Raw data

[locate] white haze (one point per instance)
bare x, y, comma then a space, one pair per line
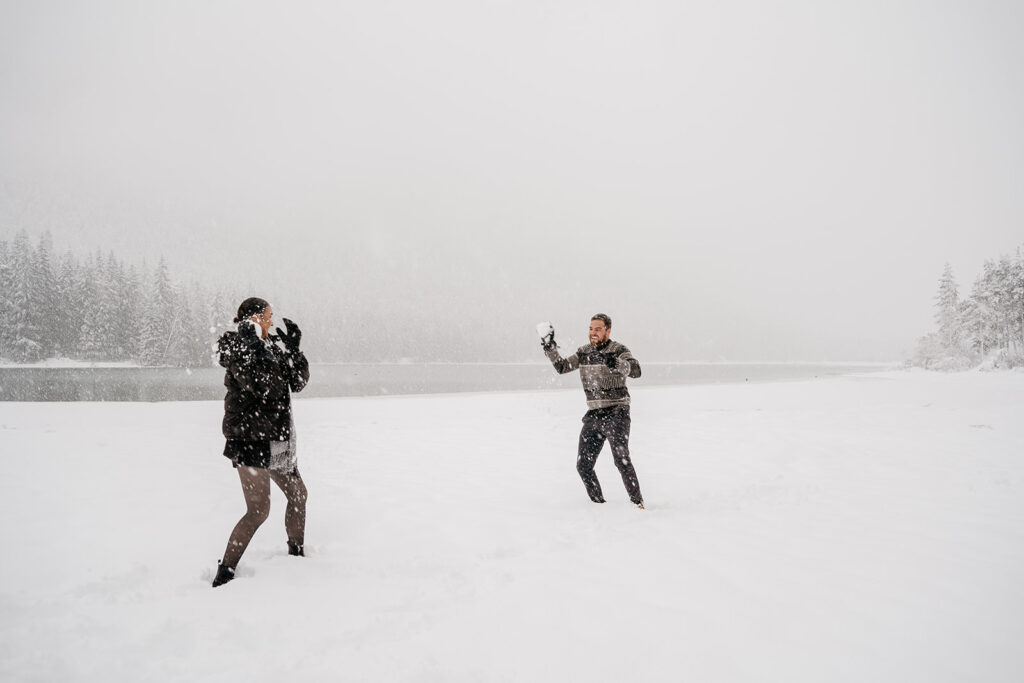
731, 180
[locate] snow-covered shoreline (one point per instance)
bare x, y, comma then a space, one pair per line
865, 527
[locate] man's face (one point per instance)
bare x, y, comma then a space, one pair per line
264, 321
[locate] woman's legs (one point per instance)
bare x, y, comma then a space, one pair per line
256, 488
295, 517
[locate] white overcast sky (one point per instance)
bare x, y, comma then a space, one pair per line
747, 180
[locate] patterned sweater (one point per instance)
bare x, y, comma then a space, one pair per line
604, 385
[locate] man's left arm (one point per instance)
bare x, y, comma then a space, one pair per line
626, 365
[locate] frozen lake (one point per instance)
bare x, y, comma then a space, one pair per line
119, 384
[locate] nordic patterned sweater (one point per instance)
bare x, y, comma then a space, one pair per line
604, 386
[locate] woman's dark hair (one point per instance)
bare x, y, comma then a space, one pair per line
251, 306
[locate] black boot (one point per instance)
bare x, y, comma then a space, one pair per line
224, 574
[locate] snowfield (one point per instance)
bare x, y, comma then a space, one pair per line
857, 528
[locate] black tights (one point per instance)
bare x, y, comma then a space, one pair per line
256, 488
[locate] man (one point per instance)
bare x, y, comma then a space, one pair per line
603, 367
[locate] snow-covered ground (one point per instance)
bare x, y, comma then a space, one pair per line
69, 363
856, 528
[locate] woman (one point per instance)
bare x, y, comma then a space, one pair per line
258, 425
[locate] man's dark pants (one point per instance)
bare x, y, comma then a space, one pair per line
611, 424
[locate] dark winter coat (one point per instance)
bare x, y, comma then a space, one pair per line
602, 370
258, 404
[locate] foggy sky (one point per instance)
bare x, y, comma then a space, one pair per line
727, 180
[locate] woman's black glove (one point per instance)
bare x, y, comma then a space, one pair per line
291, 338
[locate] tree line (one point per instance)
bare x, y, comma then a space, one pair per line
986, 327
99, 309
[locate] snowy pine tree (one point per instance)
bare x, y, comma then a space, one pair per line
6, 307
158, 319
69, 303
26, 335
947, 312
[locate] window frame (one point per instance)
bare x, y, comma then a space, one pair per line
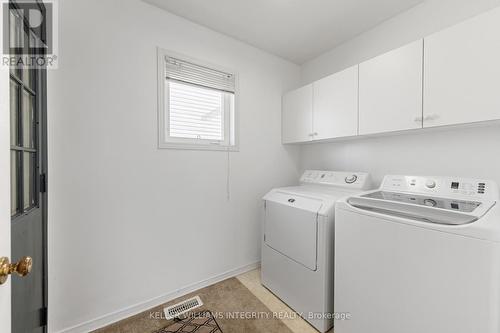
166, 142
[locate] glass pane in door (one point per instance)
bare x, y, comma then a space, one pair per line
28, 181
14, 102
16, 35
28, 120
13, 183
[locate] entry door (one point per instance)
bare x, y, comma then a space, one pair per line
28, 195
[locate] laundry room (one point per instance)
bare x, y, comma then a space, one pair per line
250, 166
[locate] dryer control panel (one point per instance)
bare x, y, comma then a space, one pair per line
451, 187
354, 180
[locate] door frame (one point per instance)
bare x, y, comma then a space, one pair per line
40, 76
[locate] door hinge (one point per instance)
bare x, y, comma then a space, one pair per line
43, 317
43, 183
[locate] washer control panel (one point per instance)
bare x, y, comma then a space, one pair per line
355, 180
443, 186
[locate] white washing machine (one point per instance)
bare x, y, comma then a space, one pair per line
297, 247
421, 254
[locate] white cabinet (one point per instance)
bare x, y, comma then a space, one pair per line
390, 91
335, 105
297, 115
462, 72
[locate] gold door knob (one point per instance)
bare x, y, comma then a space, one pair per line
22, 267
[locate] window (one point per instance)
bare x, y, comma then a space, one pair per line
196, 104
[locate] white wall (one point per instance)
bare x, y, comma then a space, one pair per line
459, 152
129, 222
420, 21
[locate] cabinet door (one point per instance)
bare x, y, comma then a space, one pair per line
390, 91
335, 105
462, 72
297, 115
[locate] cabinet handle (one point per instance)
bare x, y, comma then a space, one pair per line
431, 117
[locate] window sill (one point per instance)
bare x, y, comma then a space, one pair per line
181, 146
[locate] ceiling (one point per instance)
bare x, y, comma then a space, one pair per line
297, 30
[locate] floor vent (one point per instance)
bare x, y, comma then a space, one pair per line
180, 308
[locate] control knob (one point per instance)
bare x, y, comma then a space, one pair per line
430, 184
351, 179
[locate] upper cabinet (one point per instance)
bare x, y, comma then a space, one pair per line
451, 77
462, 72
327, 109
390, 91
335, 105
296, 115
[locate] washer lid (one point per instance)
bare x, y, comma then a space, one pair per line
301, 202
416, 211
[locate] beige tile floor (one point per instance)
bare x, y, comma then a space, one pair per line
==
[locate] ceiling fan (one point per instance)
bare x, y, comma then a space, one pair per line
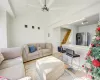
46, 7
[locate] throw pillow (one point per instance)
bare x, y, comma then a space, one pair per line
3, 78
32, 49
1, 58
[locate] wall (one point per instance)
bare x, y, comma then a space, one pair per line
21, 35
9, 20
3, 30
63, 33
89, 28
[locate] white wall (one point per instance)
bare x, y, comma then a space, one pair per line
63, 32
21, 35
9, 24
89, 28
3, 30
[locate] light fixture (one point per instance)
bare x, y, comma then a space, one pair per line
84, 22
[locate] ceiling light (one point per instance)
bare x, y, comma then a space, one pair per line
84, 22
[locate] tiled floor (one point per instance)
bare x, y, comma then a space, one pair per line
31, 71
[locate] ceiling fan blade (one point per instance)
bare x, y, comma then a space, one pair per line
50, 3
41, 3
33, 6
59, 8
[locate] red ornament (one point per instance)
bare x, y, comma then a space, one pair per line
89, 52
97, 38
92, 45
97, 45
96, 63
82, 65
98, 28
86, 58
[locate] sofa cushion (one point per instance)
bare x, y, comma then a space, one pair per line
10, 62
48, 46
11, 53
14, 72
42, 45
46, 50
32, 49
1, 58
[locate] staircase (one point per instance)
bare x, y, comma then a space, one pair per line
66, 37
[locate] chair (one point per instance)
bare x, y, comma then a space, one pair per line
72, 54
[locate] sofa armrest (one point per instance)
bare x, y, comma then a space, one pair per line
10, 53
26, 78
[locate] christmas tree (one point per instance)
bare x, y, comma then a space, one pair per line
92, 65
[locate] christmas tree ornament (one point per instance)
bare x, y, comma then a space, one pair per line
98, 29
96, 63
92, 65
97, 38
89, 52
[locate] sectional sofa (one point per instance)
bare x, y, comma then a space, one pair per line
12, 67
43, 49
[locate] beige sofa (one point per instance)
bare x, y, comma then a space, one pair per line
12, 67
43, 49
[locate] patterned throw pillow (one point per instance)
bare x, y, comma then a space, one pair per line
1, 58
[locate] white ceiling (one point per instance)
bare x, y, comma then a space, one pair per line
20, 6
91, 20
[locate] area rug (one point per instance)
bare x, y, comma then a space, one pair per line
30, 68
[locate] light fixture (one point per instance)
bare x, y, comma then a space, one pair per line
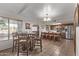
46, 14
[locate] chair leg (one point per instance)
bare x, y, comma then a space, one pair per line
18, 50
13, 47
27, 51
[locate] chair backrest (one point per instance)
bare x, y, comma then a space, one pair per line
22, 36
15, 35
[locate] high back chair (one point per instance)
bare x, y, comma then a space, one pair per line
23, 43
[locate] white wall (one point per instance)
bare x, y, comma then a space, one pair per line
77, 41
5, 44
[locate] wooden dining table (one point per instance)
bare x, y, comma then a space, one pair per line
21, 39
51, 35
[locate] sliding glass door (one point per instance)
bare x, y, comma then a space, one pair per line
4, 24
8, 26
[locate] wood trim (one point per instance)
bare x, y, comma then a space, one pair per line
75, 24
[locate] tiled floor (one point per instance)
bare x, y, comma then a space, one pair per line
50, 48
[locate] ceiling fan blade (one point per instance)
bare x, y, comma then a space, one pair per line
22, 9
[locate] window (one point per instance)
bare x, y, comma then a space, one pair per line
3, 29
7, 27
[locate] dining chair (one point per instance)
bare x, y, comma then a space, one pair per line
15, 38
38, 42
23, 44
==
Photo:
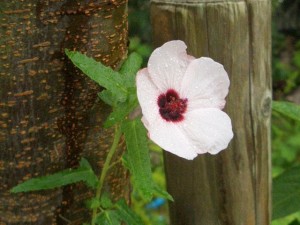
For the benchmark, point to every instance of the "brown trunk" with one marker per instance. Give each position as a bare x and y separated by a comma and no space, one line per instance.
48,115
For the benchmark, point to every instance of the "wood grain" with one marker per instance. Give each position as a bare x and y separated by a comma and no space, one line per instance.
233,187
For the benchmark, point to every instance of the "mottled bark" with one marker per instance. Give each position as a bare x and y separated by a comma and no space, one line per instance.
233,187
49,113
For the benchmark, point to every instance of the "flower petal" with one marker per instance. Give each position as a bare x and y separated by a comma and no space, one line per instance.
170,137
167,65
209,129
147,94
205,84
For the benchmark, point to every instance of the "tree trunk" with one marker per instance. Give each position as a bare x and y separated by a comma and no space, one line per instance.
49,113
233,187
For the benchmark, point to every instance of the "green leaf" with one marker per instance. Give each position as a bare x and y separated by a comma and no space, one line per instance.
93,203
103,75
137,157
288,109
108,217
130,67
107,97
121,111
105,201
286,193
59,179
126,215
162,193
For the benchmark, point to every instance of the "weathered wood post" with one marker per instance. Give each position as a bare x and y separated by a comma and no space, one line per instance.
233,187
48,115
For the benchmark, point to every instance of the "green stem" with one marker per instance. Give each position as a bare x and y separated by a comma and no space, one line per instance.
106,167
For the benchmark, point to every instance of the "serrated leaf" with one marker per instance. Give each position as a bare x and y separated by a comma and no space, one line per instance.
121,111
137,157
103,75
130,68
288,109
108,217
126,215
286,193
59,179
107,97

Short task
Return each line of the records above that contains the string "christmas", copied unchanged and in its original order.

Exercise result
[locate] christmas tree (one point per instance)
[locate] christmas tree ornament (one point per instance)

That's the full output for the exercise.